── Provided data

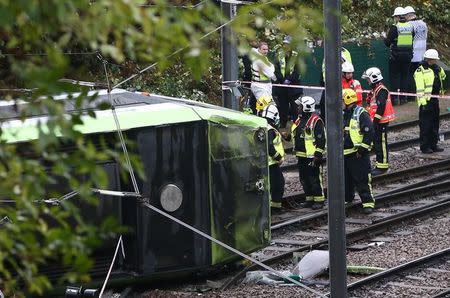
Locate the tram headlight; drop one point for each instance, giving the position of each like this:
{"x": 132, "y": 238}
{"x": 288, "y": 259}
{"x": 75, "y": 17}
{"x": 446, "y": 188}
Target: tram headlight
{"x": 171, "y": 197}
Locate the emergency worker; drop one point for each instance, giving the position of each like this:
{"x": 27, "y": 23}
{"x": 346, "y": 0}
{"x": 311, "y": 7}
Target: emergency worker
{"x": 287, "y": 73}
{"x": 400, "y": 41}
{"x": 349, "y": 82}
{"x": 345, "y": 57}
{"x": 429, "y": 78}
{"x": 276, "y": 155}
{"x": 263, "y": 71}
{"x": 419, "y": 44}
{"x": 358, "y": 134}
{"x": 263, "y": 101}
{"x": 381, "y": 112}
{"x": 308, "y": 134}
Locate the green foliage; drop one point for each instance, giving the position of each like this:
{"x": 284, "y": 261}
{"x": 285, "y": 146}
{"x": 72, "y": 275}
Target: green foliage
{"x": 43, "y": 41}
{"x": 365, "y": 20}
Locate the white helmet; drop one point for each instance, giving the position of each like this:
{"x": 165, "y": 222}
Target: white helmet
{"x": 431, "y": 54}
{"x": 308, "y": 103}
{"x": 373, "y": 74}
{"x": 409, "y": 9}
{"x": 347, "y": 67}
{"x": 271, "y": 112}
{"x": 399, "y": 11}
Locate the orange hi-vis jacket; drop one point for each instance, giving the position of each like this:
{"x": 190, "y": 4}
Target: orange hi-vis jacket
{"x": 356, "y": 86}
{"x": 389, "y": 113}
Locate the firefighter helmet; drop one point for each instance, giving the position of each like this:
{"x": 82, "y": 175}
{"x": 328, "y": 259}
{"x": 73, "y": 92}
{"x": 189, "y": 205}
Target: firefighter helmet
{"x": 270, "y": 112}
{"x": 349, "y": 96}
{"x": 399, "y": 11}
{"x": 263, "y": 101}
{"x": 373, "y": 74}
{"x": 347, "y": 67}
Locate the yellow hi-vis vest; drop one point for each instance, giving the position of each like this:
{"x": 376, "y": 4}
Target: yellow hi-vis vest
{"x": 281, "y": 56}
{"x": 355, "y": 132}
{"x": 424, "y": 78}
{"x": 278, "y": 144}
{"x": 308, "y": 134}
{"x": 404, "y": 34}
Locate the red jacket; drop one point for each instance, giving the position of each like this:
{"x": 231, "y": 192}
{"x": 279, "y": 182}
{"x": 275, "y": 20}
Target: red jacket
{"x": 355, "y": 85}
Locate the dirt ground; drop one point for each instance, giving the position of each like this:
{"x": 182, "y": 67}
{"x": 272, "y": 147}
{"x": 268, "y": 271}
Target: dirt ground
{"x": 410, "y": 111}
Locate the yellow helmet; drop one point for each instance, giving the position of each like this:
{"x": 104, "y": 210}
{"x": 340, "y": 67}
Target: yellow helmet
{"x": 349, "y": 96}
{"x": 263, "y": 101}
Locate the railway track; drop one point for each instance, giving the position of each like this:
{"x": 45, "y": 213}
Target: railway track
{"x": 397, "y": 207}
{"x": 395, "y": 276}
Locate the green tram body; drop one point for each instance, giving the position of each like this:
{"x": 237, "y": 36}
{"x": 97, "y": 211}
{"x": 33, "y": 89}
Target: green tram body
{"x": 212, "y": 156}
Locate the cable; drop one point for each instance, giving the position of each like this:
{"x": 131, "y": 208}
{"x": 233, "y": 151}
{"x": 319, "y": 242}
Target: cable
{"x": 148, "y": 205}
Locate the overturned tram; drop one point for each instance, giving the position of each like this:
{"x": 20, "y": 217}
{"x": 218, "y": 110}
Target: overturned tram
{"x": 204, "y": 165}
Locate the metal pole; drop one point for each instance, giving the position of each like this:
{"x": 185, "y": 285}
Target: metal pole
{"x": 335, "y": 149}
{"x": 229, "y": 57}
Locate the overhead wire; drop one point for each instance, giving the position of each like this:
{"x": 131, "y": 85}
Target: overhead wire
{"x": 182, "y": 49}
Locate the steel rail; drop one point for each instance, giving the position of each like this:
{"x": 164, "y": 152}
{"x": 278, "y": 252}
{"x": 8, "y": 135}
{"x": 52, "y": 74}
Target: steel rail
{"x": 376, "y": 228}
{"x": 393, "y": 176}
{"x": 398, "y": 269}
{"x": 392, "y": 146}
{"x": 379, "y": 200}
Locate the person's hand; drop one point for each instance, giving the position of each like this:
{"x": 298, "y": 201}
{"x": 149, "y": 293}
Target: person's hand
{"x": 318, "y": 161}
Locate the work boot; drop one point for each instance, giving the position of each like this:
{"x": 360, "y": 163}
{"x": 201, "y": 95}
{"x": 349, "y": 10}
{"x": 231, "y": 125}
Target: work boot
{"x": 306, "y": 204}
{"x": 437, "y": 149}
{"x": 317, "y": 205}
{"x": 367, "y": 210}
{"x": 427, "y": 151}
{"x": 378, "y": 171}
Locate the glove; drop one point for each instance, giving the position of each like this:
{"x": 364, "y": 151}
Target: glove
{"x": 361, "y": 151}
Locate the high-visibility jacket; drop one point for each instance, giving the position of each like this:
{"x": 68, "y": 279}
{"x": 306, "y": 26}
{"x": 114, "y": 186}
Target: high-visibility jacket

────

Task instructions: Copy out every line in the stretch from the line containing "Locate the metal" through the end of the records, adding -67 to each x and y coordinate in the answer points and leaving all other lines unchanged.

Complete response:
Locate the metal pole; drop one point for each instance, giving the position of each like this:
{"x": 185, "y": 285}
Target: metal pole
{"x": 268, "y": 82}
{"x": 162, "y": -10}
Locate the overhead wire; drop one point for each instance, giving the position of each like this:
{"x": 131, "y": 85}
Target: overhead wire
{"x": 115, "y": -18}
Locate the steel rail; drop one point for each instance, giving the position of each like this:
{"x": 164, "y": 152}
{"x": 278, "y": 252}
{"x": 8, "y": 135}
{"x": 52, "y": 74}
Target: steel rail
{"x": 309, "y": 161}
{"x": 326, "y": 109}
{"x": 331, "y": 202}
{"x": 325, "y": 79}
{"x": 312, "y": 133}
Locate the person's hand; drop one point for each instance, giving the position of each like this:
{"x": 298, "y": 201}
{"x": 149, "y": 293}
Target: person's hand
{"x": 251, "y": 94}
Locate the work boot; drop one point for each instance, giving the position of each like this:
{"x": 360, "y": 163}
{"x": 201, "y": 95}
{"x": 349, "y": 10}
{"x": 231, "y": 125}
Target: work boot
{"x": 239, "y": 137}
{"x": 370, "y": 82}
{"x": 250, "y": 138}
{"x": 300, "y": 143}
{"x": 360, "y": 84}
{"x": 311, "y": 104}
Locate the glove; drop one point for each instance, giving the position of each like this:
{"x": 364, "y": 151}
Target: glove
{"x": 294, "y": 84}
Locate the high-visibility jacket; drop one point for each instance, giving the position of each like this:
{"x": 68, "y": 279}
{"x": 306, "y": 26}
{"x": 114, "y": 186}
Target: high-visibility jacket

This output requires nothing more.